■ TASK TO COMPLETE
Reproduce every item below verbatim, preserving line breaks and spacing. Omit the pictures from the output.

■ SUPPLIED DATA
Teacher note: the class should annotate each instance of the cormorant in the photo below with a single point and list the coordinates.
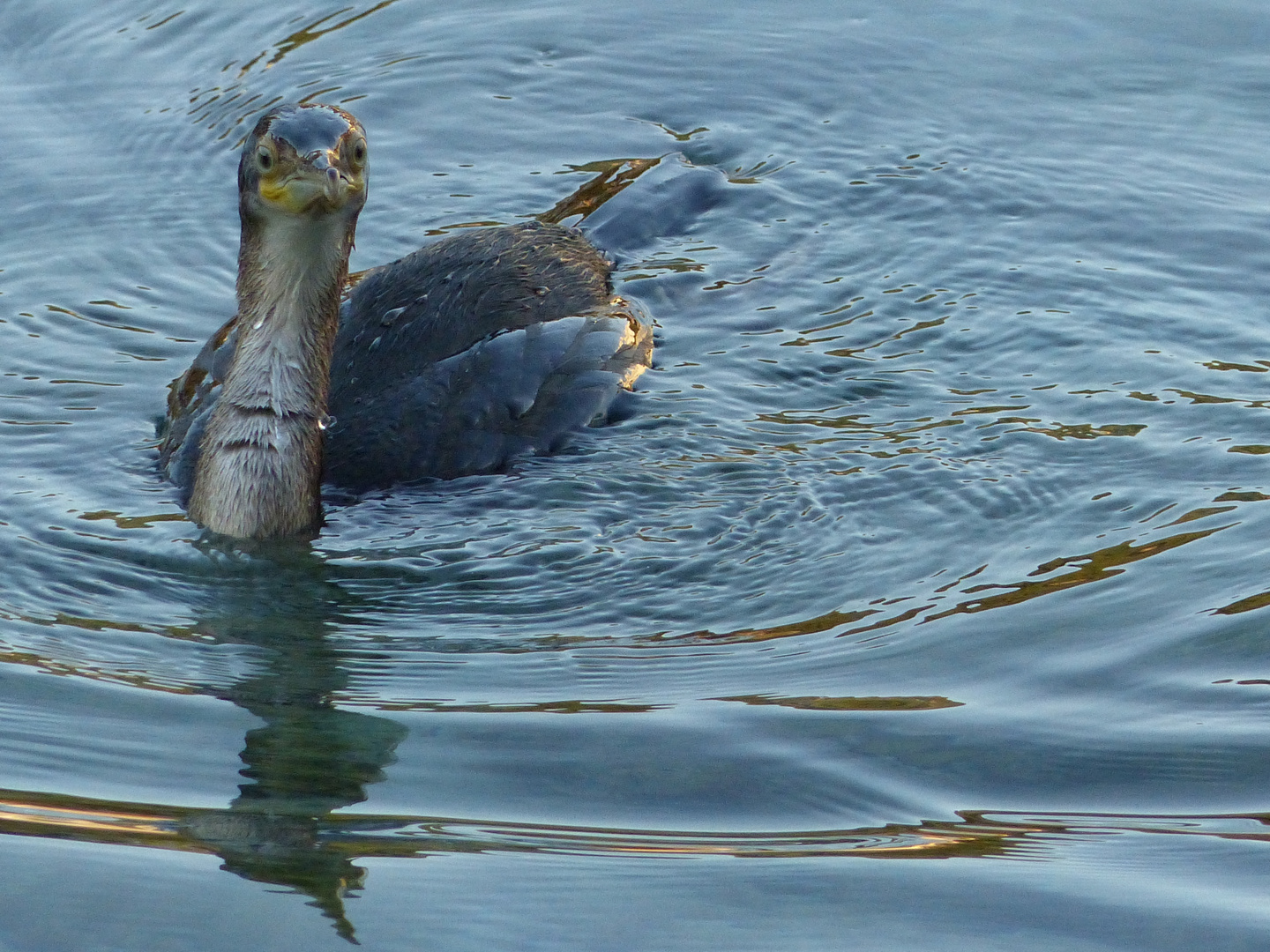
(478, 348)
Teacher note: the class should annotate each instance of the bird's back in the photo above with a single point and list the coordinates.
(478, 348)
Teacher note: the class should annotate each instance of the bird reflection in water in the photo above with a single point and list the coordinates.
(310, 758)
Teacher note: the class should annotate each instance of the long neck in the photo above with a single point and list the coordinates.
(260, 460)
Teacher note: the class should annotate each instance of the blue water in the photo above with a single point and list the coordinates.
(937, 533)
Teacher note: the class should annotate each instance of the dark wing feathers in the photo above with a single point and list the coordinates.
(473, 351)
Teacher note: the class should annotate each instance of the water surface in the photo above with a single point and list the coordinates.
(935, 533)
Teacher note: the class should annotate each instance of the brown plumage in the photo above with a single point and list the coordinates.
(455, 360)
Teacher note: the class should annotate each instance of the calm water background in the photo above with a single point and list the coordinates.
(921, 603)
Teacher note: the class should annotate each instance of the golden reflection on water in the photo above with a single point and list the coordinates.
(977, 833)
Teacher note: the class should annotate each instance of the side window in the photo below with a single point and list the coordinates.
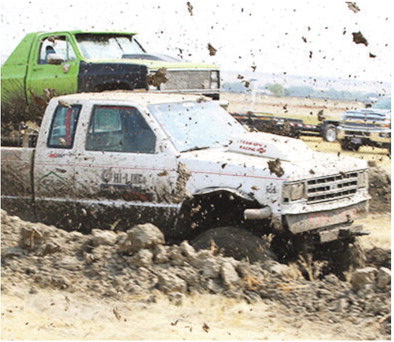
(119, 129)
(56, 45)
(63, 126)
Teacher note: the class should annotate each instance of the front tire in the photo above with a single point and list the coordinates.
(330, 133)
(346, 145)
(234, 242)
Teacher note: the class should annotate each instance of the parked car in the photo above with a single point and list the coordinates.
(113, 160)
(366, 127)
(45, 64)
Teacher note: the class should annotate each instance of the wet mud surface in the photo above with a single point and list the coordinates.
(108, 265)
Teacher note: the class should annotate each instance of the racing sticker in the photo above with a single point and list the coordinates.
(124, 185)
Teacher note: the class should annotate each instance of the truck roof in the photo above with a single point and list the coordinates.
(82, 31)
(142, 97)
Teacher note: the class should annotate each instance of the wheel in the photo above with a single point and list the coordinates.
(330, 133)
(347, 145)
(235, 242)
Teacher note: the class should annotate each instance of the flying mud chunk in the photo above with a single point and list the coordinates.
(358, 38)
(353, 6)
(212, 50)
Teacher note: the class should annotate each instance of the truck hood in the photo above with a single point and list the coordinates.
(156, 64)
(251, 154)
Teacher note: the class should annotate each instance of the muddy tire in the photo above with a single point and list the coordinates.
(346, 145)
(233, 242)
(330, 133)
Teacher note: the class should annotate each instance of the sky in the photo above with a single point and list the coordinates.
(298, 37)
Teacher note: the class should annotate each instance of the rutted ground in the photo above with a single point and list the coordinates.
(106, 285)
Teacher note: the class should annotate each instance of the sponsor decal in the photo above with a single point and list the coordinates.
(56, 155)
(253, 146)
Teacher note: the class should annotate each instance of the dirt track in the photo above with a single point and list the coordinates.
(69, 286)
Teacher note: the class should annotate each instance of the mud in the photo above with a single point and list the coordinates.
(275, 167)
(158, 77)
(102, 265)
(358, 38)
(379, 190)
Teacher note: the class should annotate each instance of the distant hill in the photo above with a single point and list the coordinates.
(296, 85)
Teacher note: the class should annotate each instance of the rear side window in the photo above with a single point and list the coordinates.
(56, 45)
(63, 126)
(119, 129)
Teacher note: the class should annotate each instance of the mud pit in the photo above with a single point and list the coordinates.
(107, 285)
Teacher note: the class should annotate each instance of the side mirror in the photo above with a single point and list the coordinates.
(54, 58)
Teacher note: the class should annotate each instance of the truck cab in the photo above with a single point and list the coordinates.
(183, 163)
(46, 64)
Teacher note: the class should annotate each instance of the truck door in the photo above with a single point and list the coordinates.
(54, 167)
(53, 68)
(121, 177)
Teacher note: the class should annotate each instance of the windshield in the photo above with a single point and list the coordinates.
(192, 125)
(107, 46)
(383, 103)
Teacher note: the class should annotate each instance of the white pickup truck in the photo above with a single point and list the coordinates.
(112, 160)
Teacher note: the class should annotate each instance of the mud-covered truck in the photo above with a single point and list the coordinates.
(112, 160)
(45, 64)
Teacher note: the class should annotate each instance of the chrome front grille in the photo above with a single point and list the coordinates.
(187, 80)
(332, 187)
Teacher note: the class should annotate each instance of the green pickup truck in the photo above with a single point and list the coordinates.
(45, 64)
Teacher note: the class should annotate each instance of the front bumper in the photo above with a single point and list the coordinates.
(377, 136)
(323, 220)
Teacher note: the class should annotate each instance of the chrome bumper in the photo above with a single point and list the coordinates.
(378, 136)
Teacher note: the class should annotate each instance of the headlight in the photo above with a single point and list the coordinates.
(152, 87)
(214, 79)
(362, 181)
(293, 192)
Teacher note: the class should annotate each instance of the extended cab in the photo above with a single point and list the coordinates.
(183, 163)
(56, 63)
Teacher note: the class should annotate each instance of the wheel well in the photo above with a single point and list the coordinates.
(112, 86)
(214, 209)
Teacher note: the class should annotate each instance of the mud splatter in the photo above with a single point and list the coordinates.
(158, 77)
(180, 188)
(276, 167)
(353, 6)
(320, 115)
(358, 38)
(212, 50)
(189, 8)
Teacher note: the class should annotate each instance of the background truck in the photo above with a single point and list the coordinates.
(45, 64)
(113, 160)
(366, 127)
(266, 122)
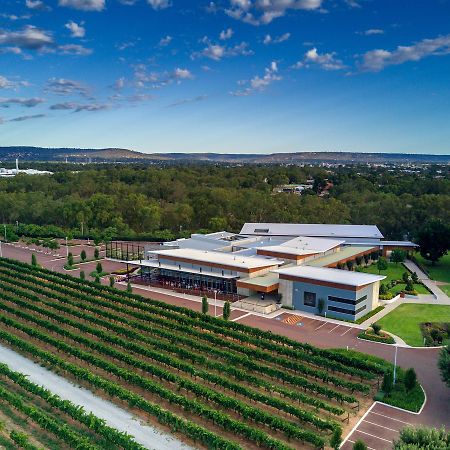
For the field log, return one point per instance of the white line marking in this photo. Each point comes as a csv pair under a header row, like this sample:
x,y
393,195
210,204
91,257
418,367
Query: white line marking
x,y
241,317
381,426
368,448
372,435
357,424
387,417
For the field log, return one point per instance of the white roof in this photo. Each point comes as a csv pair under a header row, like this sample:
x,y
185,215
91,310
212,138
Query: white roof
x,y
331,275
225,258
314,230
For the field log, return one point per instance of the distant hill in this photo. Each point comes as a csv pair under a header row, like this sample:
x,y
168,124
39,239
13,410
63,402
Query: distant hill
x,y
125,155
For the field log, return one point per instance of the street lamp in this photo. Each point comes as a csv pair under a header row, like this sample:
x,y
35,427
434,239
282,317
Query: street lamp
x,y
395,364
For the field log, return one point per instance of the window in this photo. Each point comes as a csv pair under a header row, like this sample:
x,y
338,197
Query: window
x,y
346,300
309,299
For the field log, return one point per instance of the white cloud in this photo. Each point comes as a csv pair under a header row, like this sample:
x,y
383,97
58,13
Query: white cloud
x,y
159,4
217,51
63,86
327,61
30,38
27,102
226,34
258,83
268,39
76,30
259,12
84,5
165,41
6,83
376,60
38,5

■ REPLY TO THE TASK
Teacher note: the class should annotate each instance of the cormorant in the photo below with a single point and list the coordinates.
(478, 348)
Teacher note: the class should annotate each instance of the bird's back in the photo above with a single point and list the coordinates.
(478, 348)
Teacher note: the class should annotate each instance of the bird reflection in water in the photo above with a single point and list the coordinates.
(310, 758)
Teacher note: the class should annotate each instance of the long neck in the photo above with a single point and list the coordinates.
(260, 460)
Teacher note: the class should annotate each instance of the blue water in the photo above with a single point and list the coordinates.
(937, 533)
Teacher note: the class should annotate each instance of the dark wing feathers in the photo above with a single point and list the coordinates.
(473, 351)
Teacher note: the class should annotate each instance of the water surface in the photo above with a single point and list the coordinates.
(935, 533)
Teacher note: the class should annotate each instance of the brown plumage in the photo above with a single point and list the coordinates.
(455, 360)
Teacher note: the class should annotate each instance of the calm water background in the photo above with a single point and list the coordinates.
(921, 603)
Teacher note: the class should annotate each instance of the golden reflection on water in the photo above with a single point and list the coordinates.
(977, 833)
Teacher note: the class should annotate each instance of the side window in the photo below with a single point and list the coordinates.
(119, 129)
(56, 45)
(63, 126)
Teacher note: the class should annotate each instance of the front tire in the photo above with a single point and list the coordinates.
(330, 133)
(346, 145)
(234, 242)
Teacher note: the class should annotate each instance of the parked car in the photo above with a single point and list the coordinates.
(113, 160)
(366, 127)
(45, 64)
Teacher note: the class should annotate each instance of the wet mud surface in the photo above with a single point and list the coordinates.
(108, 265)
Teacher note: the class should annotate each instance of the racing sticker in the photo above with a single point and list the coordinates.
(124, 185)
Teacher note: the class should annotate each instance of the truck roof in the photo above with a single point and list the coordinates.
(82, 31)
(142, 97)
Teacher note: the class should annotate each instance of the wheel in the photo above with a single point and list the coordinates.
(330, 133)
(347, 145)
(235, 242)
Teacher note: the class should annotate each instance of the flying mud chunk in the photo above with a single point and list the coordinates.
(358, 38)
(353, 6)
(212, 50)
Teacher note: the class should annotate each instance of the truck hood in the photo above with a single point and list the coordinates.
(156, 64)
(251, 154)
Teacher note: the class should annotate each instance of the muddy tire in the photo above with a single point and list the coordinates.
(346, 145)
(233, 242)
(330, 133)
Teacher note: the class should annotate each instance of the sky in the photo above with a single point and list the coordinates.
(298, 37)
Teacher note: the class should annotate each instance of the rutted ground in the photo above with a single point and list the coordinates.
(106, 285)
Teacher note: the class should annotate each instance of the sponsor decal in the photo above with a single point and list the coordinates.
(56, 155)
(253, 146)
Teacher note: the class should annotate each instance of the dirt track in the photo above with a single point and list the coordinates.
(69, 286)
Teacher note: the class should annotate each instance of the mud in the photo above with a single point and list the coordinates.
(275, 167)
(158, 77)
(102, 265)
(358, 38)
(379, 190)
Teacher note: the class should annotate each instance of the distant hill in the photo above with a single point and list the coordinates.
(296, 85)
Teacher note: the class should annotate each instance of the rear side window in the photo above with a single point and list the coordinates.
(56, 45)
(63, 126)
(119, 129)
Teacher note: the class should annotate each instance of the mud pit in the photo above with a single point and list the coordinates.
(107, 285)
Teacher note: the class should annotate each instance of the side mirror in the photo above with a single point and list the coordinates.
(54, 58)
Teacher note: the class should annotate each instance of the truck cab in the photo above with a single point and list the coordinates.
(183, 163)
(46, 64)
Teacher note: the class should annotate each instance of the truck door in the photo above with a single point and list the coordinates.
(54, 167)
(53, 68)
(121, 177)
Teacher note: the class should annotate each instance of the windshield in the photo above with a single point and list the coordinates.
(192, 125)
(107, 46)
(383, 103)
Teacher note: the class should annotate each instance of the white pickup truck in the photo above with a single point and list the coordinates.
(112, 160)
Teacher note: the class should annotate each instance of the mud-covered truck in the photo above with a single point and list the coordinates.
(112, 160)
(45, 64)
Teacher note: the class should annotate each instance of the chrome front grille in the photo above with a single point and list the coordinates.
(187, 80)
(332, 187)
Teacher note: the class should annotate each instance of the green pickup truck in the photo above with a single point and list the coordinates.
(45, 64)
Teacher note: the class should annotate each instance of the front bumper in the photo above with a single point and list the coordinates.
(377, 136)
(323, 220)
Teacher note: the class should annotate each instance of the chrome bumper in the photo above with a single point and list the coordinates.
(378, 136)
Teacher note: the class should annotate each instance of the headlight in the photo above with a single point and list the coordinates.
(152, 87)
(214, 79)
(362, 181)
(293, 192)
Teacher note: the class should annotate each instance of the extended cab in the photo above with a single point and list the coordinates.
(183, 163)
(56, 63)
Teacher note: the class should annotate each instance of the wheel well in the photo above with a single point and list the coordinates.
(112, 86)
(214, 209)
Teacher note: the class should annotate each instance of the mud splatter in the photo above with a single point and list the coordinates.
(158, 77)
(180, 188)
(276, 167)
(353, 6)
(320, 115)
(358, 38)
(212, 50)
(189, 8)
Teacher note: the class should annotate each instance of the background truck in the photo above with a single point and list the coordinates.
(45, 64)
(113, 160)
(366, 127)
(266, 122)
For the field log, return one point per instance of the white line marking in this photo. Each point comes as a csv pair under a header row, like this sample:
x,y
393,195
210,204
91,257
418,367
Query: white line marking
x,y
241,317
381,426
368,448
372,435
357,424
387,417
For the field log, return one point per instance of the white roof in this photo. Each point comes as a csv pair under a header row, like this sample:
x,y
185,215
91,310
212,138
Query: white roof
x,y
331,275
225,258
314,230
For the field log, return one point per instance of the distant hill in this photo. Each point comes as a csv pair under a header row, like this sample:
x,y
168,124
39,239
13,410
63,402
Query: distant hill
x,y
125,155
For the field log, return one point per instance of the street lamp in this photo. Each point comes as a csv pair under a header row, like this sample:
x,y
35,427
434,239
282,317
Query: street lamp
x,y
395,364
For the field log, return one point per instance of the window in this photo. Each point comes as a csv pair under a header row, like this sample:
x,y
338,197
Query: window
x,y
346,300
309,299
For the field log, return one point per instance of the white cloud in this photo. Each point comes as a csv pair under a header row, like this sample:
x,y
383,97
58,13
Query: white cloud
x,y
159,4
217,51
63,86
327,61
30,38
27,102
226,34
258,83
268,39
76,30
259,12
84,5
165,41
6,83
376,60
38,5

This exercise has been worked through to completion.